## PROBLEM TO WORK ON
Return all of the records below word for word, changing nothing.

## Dataset rows showing where objects appear
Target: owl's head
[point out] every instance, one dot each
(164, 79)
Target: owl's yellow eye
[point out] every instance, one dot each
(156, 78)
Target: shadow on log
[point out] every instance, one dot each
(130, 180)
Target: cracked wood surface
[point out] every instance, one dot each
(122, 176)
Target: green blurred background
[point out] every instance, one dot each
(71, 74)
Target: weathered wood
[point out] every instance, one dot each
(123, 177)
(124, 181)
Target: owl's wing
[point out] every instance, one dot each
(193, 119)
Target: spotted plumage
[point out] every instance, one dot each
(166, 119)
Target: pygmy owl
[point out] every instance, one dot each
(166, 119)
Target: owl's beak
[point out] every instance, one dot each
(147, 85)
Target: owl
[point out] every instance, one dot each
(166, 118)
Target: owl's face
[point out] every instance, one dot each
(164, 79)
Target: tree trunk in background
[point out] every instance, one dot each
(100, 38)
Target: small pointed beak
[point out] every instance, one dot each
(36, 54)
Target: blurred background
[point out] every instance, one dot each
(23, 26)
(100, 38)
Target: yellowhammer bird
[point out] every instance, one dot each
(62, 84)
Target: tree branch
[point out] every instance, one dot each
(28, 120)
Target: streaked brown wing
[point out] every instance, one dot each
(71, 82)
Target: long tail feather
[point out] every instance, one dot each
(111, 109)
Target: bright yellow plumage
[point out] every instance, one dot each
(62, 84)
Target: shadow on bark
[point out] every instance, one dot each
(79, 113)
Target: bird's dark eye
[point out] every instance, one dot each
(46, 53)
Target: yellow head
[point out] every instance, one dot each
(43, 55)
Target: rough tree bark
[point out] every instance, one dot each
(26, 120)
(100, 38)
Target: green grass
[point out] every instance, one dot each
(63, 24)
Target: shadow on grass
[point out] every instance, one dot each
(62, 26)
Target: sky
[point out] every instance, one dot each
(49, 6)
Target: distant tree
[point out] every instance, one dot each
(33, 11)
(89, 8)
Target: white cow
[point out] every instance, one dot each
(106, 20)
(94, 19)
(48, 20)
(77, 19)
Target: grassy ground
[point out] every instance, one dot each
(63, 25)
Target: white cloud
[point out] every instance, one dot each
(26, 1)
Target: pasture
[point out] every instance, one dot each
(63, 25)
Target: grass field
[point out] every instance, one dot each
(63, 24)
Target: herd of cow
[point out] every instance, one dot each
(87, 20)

## ANSWER TO THIS TASK
Target: owl's head
[point out] every instance, one dot each
(164, 79)
Target: owl's yellow eye
[point out] every instance, one dot each
(156, 78)
Target: shadow on log
[point out] every instance, one dot each
(130, 180)
Target: cracked wood surface
[point out] every instance, one dot each
(122, 176)
Target: green blurred background
[point out] every instance, one dot each
(71, 74)
Target: weathered wood
[point out] every instance, one dot each
(123, 177)
(124, 181)
Target: owl's wing
[point out] every instance, one dot each
(193, 119)
Target: spotted plumage
[point out] every instance, one dot each
(166, 119)
Target: pygmy owl
[point out] every instance, one dot each
(166, 119)
Target: owl's beak
[point out] every instance, one dot each
(147, 85)
Target: owl
[point out] every instance, one dot each
(166, 118)
Target: owl's face
[point out] every instance, one dot each
(164, 79)
Target: tree trunk in background
[point out] every instance, one dot each
(100, 38)
Target: small pointed beak
[point out] every instance, one dot each
(36, 54)
Target: blurred background
[point out] every instance, one dot each
(23, 26)
(100, 38)
Target: yellowhammer bird
[point out] every instance, one dot each
(62, 84)
Target: tree branch
[point out] every instance, one dot each
(28, 120)
Target: streaked brown wing
[point out] every instance, one dot each
(71, 82)
Target: long tail feather
[point out] every instance, one dot each
(111, 109)
Target: bright yellow plumage
[point out] every instance, one dot each
(62, 84)
Target: shadow on bark
[point out] every instance, one dot each
(79, 113)
Target: bird's dark eye
[point out] every instance, one dot each
(46, 53)
Target: yellow head
[point out] every instance, one dot each
(43, 55)
Target: rough tree bark
[point out] every instance, one dot each
(26, 120)
(100, 38)
Target: green grass
[point out] every instance, one dot each
(63, 24)
Target: shadow on grass
[point out] every instance, one dot each
(62, 26)
Target: sky
[point out] every instance, one dot each
(49, 6)
Target: distant tree
[point out] every instance, one dot each
(33, 11)
(89, 8)
Target: white cow
[point out] every instance, one dot each
(106, 20)
(94, 19)
(48, 20)
(77, 19)
Target: grassy ground
[point out] every instance, one dot each
(63, 25)
Target: white cloud
[point out] every instance, one dot each
(26, 1)
Target: pasture
[point out] every instance, one dot each
(63, 25)
Target: grass field
[point out] every instance, one dot each
(63, 24)
Target: herd of cow
[point out] every instance, one dot each
(87, 20)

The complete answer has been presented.